888 has detailed “excellent progress” with the first phase of its William Hill integration, with the purchase praised as forming “very strong foundations” to support the group’s “ambitious” expansion aspirations.
This comes as the firm details struggles through a first half of the year that saw revenue drop 13 per cent to £332.1m (2021: £380.9m), driven by plunging B2C and UK income.
The latter witnessed a 25 per cent downfall through the period, reflecting the implementation of more stringent safer gambling policies and in line with the wider market trends, with the prior period having also benefited from digital entertainment migration during COVID related restrictions. Dutch cessation also caused a three per cent drop.
However, B2B revenue rose 7.8 per cent to £15m (2021: £13.9m), following the launch of World Series of Poker in Pennsylvania in July 2021 and Michigan in March 2022, which was partially offset by market driven declines in the bingo business.
Furthermore, H1 also witnessed profit before tax drop 66 per cent to £14.4m (2021: £41.9m), with adjusted EBITDA down 29 per cent to £50m (2021: £70.3m).
Itai Pazner, CEO of 888, commented: “The combination with William Hill, which we completed soon after the period end, transformed the group and creates very strong foundations to support our ambitious growth plans.

▬▬▬▬▬▬▬▬▬▬

> Exercise tasks
1) In the text on 888's first-half results, by what percentage did B2B revenue rise?
2) From the text on 888's first-half results, print the passage starting at "Furthermore, H1 also" and ending at "to £50m (2021: £70.3m).".
The records that come next are separate material with no connection to the text.

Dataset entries

▬▬▬▬▬▬▬▬▬▬

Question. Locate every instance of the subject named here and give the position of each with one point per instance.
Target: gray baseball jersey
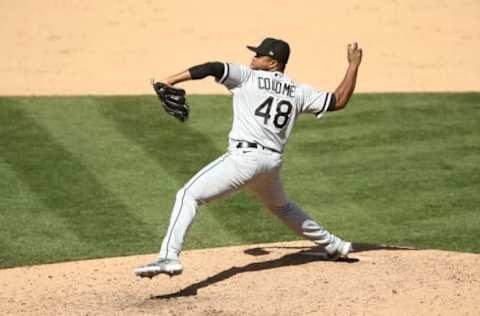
(266, 104)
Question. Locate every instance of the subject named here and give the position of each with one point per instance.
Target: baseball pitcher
(266, 104)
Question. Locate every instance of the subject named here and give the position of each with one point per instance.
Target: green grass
(86, 177)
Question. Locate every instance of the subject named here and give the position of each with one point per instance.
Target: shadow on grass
(293, 259)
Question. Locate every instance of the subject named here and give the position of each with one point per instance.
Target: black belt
(245, 144)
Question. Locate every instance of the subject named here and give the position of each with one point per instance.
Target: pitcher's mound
(270, 279)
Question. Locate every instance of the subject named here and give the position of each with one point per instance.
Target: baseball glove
(172, 99)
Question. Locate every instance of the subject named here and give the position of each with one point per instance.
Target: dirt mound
(116, 46)
(269, 279)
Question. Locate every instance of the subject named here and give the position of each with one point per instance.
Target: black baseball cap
(274, 48)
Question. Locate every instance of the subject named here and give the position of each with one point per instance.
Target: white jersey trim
(225, 73)
(328, 97)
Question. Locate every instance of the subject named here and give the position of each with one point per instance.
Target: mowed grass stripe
(415, 160)
(185, 148)
(392, 168)
(121, 166)
(101, 225)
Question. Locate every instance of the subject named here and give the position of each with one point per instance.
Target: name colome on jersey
(279, 87)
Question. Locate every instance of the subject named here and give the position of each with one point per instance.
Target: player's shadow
(294, 259)
(357, 247)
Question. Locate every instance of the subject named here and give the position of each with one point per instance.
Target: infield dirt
(114, 47)
(268, 279)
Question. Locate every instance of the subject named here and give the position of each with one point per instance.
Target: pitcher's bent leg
(269, 189)
(217, 179)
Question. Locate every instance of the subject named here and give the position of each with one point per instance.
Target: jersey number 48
(283, 109)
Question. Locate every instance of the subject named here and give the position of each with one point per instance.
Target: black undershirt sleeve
(215, 69)
(333, 103)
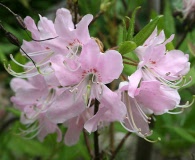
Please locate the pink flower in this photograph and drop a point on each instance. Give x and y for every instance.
(150, 98)
(33, 98)
(87, 83)
(63, 39)
(158, 64)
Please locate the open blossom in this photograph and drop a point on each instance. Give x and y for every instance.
(86, 84)
(33, 98)
(50, 39)
(156, 63)
(150, 98)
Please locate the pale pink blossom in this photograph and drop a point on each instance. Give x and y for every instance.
(156, 63)
(58, 38)
(150, 98)
(87, 84)
(33, 98)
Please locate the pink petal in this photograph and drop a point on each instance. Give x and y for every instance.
(47, 127)
(65, 76)
(175, 63)
(158, 98)
(31, 26)
(63, 23)
(65, 107)
(82, 30)
(75, 127)
(134, 81)
(109, 66)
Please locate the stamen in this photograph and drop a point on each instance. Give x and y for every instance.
(186, 105)
(71, 69)
(178, 112)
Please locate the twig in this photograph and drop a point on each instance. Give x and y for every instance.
(120, 146)
(125, 5)
(97, 16)
(88, 144)
(96, 140)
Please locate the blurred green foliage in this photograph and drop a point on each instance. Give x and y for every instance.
(177, 132)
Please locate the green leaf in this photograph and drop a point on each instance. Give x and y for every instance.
(141, 37)
(129, 69)
(168, 20)
(183, 134)
(130, 31)
(127, 47)
(19, 58)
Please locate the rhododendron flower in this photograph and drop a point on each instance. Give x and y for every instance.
(158, 64)
(50, 39)
(33, 98)
(150, 98)
(86, 83)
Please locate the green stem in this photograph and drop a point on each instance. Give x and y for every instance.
(95, 138)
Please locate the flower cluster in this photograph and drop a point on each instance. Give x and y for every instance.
(66, 83)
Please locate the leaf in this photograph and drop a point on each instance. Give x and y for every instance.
(127, 47)
(141, 37)
(168, 20)
(183, 134)
(19, 58)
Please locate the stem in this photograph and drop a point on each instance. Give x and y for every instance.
(130, 63)
(95, 138)
(120, 145)
(88, 144)
(75, 11)
(130, 59)
(181, 40)
(111, 130)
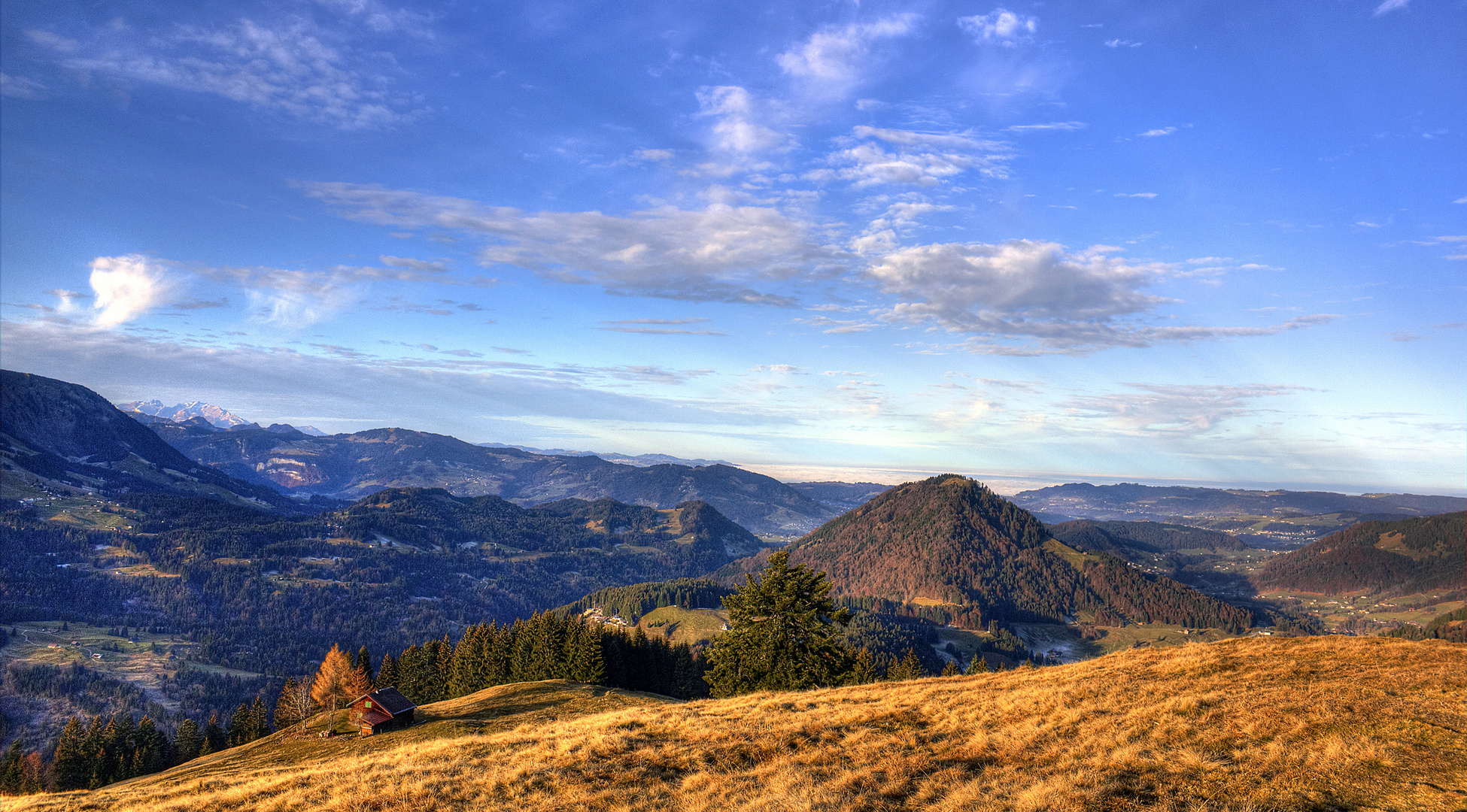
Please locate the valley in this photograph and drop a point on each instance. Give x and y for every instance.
(1323, 723)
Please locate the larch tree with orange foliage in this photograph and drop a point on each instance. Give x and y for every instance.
(338, 679)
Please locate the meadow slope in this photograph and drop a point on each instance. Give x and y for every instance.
(1246, 725)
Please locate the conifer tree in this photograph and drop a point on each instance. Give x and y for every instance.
(239, 726)
(863, 668)
(387, 674)
(72, 762)
(782, 634)
(214, 739)
(11, 776)
(909, 668)
(187, 741)
(364, 665)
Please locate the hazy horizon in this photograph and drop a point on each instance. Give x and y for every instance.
(1028, 242)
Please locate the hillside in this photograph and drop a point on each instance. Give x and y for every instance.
(1323, 723)
(269, 594)
(65, 437)
(1380, 557)
(354, 465)
(1131, 501)
(948, 541)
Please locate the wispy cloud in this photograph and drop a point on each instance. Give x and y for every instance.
(834, 59)
(1049, 126)
(293, 65)
(1034, 298)
(910, 157)
(1001, 27)
(710, 254)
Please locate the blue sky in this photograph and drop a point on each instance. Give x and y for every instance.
(1031, 242)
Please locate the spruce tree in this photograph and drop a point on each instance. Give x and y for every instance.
(782, 634)
(909, 668)
(187, 742)
(11, 776)
(364, 665)
(387, 674)
(863, 668)
(72, 761)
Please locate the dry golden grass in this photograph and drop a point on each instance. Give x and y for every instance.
(1246, 725)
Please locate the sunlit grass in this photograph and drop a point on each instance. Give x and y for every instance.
(1246, 725)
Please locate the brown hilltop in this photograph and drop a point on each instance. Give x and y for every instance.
(1238, 726)
(949, 540)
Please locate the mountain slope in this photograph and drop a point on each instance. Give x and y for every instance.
(1131, 501)
(951, 541)
(1390, 557)
(354, 465)
(68, 433)
(1323, 723)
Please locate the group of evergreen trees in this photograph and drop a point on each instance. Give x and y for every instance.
(545, 647)
(96, 753)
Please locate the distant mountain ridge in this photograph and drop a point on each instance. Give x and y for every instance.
(69, 435)
(948, 541)
(187, 412)
(1402, 557)
(1131, 501)
(354, 465)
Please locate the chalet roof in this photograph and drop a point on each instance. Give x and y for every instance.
(387, 699)
(375, 717)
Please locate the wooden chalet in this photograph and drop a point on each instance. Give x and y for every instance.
(381, 711)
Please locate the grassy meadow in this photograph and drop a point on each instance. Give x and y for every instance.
(1240, 725)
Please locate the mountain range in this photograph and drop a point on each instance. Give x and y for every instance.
(71, 435)
(1147, 503)
(354, 465)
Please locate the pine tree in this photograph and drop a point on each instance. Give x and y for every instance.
(285, 714)
(387, 674)
(364, 665)
(187, 742)
(259, 720)
(909, 668)
(11, 776)
(214, 739)
(239, 726)
(782, 634)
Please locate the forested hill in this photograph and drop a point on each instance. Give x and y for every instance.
(1119, 538)
(1388, 557)
(72, 437)
(951, 541)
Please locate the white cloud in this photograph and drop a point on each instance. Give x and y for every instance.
(126, 288)
(712, 254)
(1049, 126)
(20, 86)
(916, 159)
(291, 65)
(737, 129)
(1034, 298)
(1001, 27)
(1175, 409)
(834, 59)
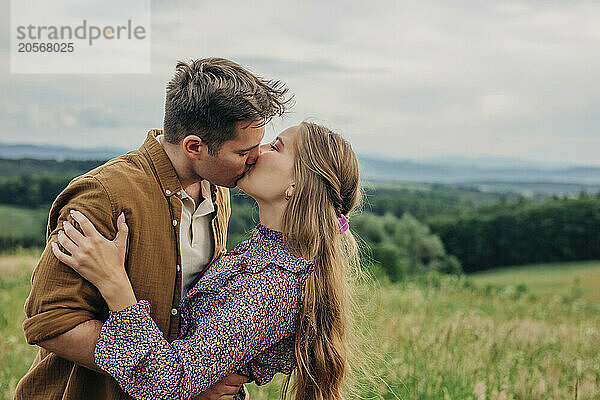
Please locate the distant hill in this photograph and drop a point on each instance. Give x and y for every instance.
(490, 174)
(535, 178)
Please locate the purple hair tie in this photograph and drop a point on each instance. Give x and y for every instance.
(343, 224)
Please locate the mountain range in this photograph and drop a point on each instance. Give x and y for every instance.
(487, 173)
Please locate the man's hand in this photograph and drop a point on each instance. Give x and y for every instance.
(225, 389)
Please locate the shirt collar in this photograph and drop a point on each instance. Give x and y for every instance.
(206, 206)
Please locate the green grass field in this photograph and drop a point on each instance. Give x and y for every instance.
(22, 222)
(549, 279)
(528, 332)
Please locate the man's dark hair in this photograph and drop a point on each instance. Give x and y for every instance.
(208, 97)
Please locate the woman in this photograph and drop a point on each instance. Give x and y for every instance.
(276, 303)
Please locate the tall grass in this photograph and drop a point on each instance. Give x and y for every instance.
(431, 338)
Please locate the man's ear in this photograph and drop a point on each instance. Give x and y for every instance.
(194, 147)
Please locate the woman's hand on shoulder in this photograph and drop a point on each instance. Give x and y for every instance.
(99, 260)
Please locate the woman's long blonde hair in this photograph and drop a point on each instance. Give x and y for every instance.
(326, 186)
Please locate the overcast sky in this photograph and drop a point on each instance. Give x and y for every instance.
(401, 79)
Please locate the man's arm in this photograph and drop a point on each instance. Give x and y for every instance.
(60, 299)
(77, 345)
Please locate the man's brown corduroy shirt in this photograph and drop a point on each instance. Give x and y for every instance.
(144, 185)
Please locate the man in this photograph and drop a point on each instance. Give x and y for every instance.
(173, 191)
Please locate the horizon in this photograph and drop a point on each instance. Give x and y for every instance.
(446, 159)
(398, 79)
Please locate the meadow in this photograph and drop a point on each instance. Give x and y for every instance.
(529, 332)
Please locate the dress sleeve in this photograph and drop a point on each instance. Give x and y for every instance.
(247, 316)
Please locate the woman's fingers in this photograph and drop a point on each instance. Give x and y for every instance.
(62, 257)
(66, 242)
(88, 228)
(76, 236)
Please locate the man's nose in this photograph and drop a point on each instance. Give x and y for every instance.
(253, 155)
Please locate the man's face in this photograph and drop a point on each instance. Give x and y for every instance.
(234, 158)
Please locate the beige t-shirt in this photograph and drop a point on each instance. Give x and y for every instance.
(195, 235)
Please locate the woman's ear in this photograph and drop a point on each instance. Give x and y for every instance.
(289, 192)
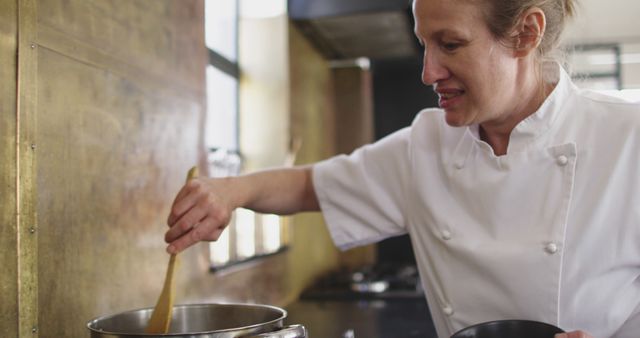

▬▬▬▬▬▬▬▬▬▬

> Task answers
1) B2B revenue rose 7.8 per cent, to £15m.

2)
Furthermore, H1 also witnessed profit before tax drop 66 per cent to £14.4m (2021: £41.9m), with adjusted EBITDA down 29 per cent to £50m (2021: £70.3m).